Records supplied:
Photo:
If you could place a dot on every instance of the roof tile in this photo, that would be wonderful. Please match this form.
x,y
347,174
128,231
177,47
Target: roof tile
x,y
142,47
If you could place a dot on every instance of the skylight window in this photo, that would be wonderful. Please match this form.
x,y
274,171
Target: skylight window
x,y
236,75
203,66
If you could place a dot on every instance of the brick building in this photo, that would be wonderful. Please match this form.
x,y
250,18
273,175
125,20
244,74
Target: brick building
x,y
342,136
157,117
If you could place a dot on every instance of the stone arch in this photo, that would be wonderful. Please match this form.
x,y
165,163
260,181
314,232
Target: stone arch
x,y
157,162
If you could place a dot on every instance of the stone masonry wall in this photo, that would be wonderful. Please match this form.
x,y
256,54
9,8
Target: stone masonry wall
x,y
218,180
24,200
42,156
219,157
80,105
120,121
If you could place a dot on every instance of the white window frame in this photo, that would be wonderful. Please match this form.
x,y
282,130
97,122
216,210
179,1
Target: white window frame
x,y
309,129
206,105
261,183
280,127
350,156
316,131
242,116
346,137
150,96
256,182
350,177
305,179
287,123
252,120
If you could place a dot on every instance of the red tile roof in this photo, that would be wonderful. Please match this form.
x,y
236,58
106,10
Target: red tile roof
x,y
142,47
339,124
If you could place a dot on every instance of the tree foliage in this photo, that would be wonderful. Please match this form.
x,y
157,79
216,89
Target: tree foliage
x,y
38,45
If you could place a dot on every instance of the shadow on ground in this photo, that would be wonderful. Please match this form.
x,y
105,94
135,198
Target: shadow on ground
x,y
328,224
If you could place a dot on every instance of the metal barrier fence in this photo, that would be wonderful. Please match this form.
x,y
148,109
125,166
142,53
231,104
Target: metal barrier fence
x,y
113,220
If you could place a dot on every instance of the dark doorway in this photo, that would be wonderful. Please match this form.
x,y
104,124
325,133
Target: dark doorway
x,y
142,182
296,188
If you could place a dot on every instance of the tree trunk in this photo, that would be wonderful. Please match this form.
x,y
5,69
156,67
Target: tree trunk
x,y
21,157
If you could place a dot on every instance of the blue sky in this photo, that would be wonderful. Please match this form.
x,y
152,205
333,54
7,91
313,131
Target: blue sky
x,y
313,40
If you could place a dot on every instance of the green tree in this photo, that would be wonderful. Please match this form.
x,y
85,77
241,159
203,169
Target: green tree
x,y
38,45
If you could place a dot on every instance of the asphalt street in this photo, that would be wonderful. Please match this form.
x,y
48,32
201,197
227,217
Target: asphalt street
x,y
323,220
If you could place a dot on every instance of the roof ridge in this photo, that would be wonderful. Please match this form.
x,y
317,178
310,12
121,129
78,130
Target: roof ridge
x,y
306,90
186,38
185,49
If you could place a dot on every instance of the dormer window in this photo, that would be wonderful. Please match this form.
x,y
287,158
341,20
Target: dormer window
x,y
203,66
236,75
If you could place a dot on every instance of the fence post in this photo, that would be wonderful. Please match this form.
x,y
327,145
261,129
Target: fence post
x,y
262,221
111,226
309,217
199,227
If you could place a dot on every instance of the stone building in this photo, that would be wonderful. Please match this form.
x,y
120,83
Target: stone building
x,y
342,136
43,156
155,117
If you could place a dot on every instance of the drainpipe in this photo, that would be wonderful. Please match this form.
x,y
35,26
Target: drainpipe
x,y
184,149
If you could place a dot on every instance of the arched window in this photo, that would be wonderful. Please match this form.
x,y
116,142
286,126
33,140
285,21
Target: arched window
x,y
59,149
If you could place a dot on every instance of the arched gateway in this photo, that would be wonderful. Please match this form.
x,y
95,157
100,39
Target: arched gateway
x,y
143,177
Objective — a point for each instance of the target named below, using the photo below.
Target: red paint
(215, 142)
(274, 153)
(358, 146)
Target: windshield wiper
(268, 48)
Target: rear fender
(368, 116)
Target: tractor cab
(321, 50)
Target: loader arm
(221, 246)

Work to be completed:
Return every entry exactly.

Solution to the problem:
Photo:
If you could place a dot on every instance of the roof tile in this photo, that would be wonderful. Please match this form.
x,y
347,174
128,231
177,47
Target: roof tile
x,y
142,47
If you could place a dot on every instance of the skylight window in this photo, that would be wonderful. Please match this form.
x,y
274,171
Target: skylight window
x,y
236,75
203,66
If you could place a dot on every instance of the brick building in this photo, that would be wonderful. Please match this form.
x,y
250,18
273,175
125,20
244,74
Target: brick building
x,y
342,136
157,117
If you could place a dot on every instance of the stone arch in this photo, that would be wonderful. Please match this form.
x,y
165,163
260,181
314,232
Target: stone arch
x,y
157,162
If you could place a dot on every instance of the stone masonry wall in this photo, that would be wonderful. Please match this form.
x,y
256,54
9,8
Target: stone masonry wall
x,y
218,180
24,200
42,156
219,157
80,105
120,121
If you could place a dot on every instance of the white window frame in this photo, that would be wonderful. Please match this form.
x,y
282,130
97,122
216,210
179,1
Target: white window frame
x,y
309,129
206,105
261,183
280,127
350,156
316,131
242,116
346,137
150,96
256,182
350,177
305,179
287,123
252,120
If you could place a dot on every instance of the red tile roof in this photo, that would be wonderful. Please match this form.
x,y
236,58
106,10
Target: red tile roof
x,y
142,47
339,124
If you could place a dot on every instance of the tree foliage in this photo, that would be wonderful. Please match this form.
x,y
157,79
216,89
Target: tree foliage
x,y
38,45
If you could place a dot on every instance of the shadow on ground in this photo, that would be wonderful. Please match this form.
x,y
105,94
135,198
Target: shadow on ground
x,y
328,224
If you could place a dot on every instance of the metal barrier fence in this photo, that would be wonderful. Please match this form.
x,y
148,109
125,166
142,53
231,104
Target: metal barrier fence
x,y
113,220
If you could place a dot on every instance of the dark doorway in this photo, that would be wonderful. Please match this form.
x,y
104,124
325,133
Target: dark doorway
x,y
142,182
296,188
If you could place a dot on every instance of the tree trunk in this photo, that would be wonderful. Please match this form.
x,y
5,69
156,67
Target: tree trunk
x,y
21,157
If you could place a dot on every instance of the blue sky in this photo, that would be wonderful. Please match this form.
x,y
152,205
333,54
7,91
313,131
Target: blue sky
x,y
313,40
If you could place a dot on every instance of the green tree in this photo, that would be wonderful. Please match this form.
x,y
85,77
241,159
203,169
Target: green tree
x,y
38,45
If you could place a dot on every instance of the asphalt street in this photo, that would be wonderful. Please match this form.
x,y
48,32
201,197
227,217
Target: asphalt street
x,y
323,220
If you could place a dot on every instance of the roof ridge in this photo, that would be wonderful. Please match this form.
x,y
317,178
310,12
121,129
78,130
Target: roof ridge
x,y
306,90
186,38
185,49
If you could place a dot on every instance of the dormer window in this photo, that would be wonderful. Please match this form.
x,y
287,158
341,20
Target: dormer window
x,y
203,66
236,75
If you could place a dot on every instance of the fence post in this photo, that would be wonderful. Please match this form.
x,y
327,145
261,129
Target: fence post
x,y
262,221
111,226
309,217
199,227
If you could place a dot on every instance of the stone building in this photo, that would be wonderful. Please match this form.
x,y
120,83
Target: stone building
x,y
342,136
43,156
155,117
If you could place a dot on every instance of the drainpipe in this photo, that would be wonderful. Please match this form.
x,y
35,26
Target: drainpipe
x,y
184,149
If you could place a dot on every instance of the arched window in this photo, that would be wonderful. Please match this form.
x,y
116,142
286,126
33,140
285,21
Target: arched window
x,y
59,149
If you could place a dot on every instance of the arched gateway in this photo, that would be wonderful. Please match this form.
x,y
95,157
100,39
Target: arched gateway
x,y
143,177
Objective — a point for each instance of the target named below, using the photo below.
Target: red paint
(215, 142)
(274, 153)
(358, 146)
Target: windshield wiper
(268, 48)
Target: rear fender
(368, 116)
Target: tractor cab
(321, 50)
Target: loader arm
(221, 246)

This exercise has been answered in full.